**To be done**
Reproduce everything from the line containing "Where can you spot the flower" down to the line containing "[[303, 163], [295, 164], [286, 184], [355, 111]]", substituting "hanging planter" for "flower basket" and leaving everything else unchanged.

**Material supplied**

------------------------------------------------------------------------

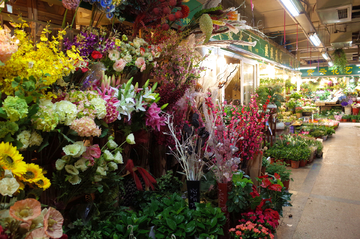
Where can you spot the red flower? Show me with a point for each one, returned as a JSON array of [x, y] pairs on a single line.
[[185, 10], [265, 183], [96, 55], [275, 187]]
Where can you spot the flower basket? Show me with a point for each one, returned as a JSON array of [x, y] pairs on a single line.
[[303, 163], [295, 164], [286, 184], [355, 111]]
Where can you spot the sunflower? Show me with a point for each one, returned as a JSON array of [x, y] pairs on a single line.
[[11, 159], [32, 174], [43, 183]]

------------------------------------------------------------------------

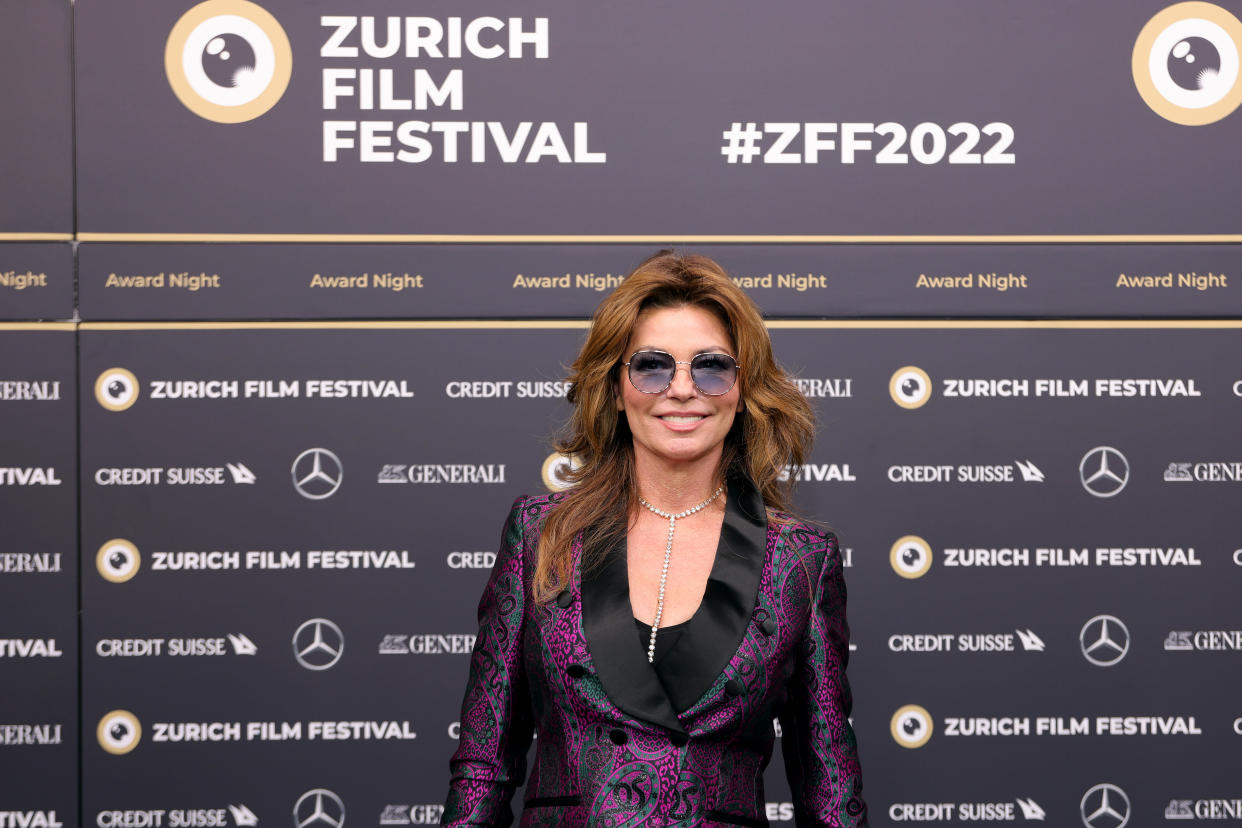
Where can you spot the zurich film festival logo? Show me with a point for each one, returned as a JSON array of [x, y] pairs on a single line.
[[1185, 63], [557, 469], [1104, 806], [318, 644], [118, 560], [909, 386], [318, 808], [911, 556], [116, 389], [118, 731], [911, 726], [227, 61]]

------------------------------------------------------------------------

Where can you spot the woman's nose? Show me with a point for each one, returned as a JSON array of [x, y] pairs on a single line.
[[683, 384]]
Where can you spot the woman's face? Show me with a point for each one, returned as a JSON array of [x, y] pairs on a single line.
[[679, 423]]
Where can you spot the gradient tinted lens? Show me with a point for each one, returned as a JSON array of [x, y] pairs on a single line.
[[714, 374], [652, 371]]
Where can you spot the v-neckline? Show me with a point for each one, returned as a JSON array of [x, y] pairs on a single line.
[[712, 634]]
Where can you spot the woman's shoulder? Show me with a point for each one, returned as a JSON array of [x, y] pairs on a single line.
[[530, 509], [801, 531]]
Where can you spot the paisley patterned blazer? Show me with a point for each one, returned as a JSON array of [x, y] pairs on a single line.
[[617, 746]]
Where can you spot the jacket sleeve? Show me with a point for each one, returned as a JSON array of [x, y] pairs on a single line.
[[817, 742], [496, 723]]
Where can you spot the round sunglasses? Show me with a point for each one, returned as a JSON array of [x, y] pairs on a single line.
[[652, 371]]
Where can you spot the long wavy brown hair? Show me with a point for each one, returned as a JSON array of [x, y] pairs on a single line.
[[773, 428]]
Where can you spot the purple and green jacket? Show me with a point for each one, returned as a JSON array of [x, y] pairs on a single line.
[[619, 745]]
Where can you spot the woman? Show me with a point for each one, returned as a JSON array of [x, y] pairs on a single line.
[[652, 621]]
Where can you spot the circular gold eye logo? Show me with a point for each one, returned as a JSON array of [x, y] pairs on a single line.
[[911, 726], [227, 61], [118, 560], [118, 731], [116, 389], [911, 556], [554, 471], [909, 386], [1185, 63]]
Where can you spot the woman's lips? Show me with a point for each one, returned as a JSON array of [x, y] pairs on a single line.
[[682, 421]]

------------------------------------------------------------------------

**Solution for this exercise**
Where can you spot the hanging planter? Show me with a point for each one, returned as a JSON array of [x, y] pairs on a single line.
[[303, 163], [295, 164], [286, 184], [355, 111]]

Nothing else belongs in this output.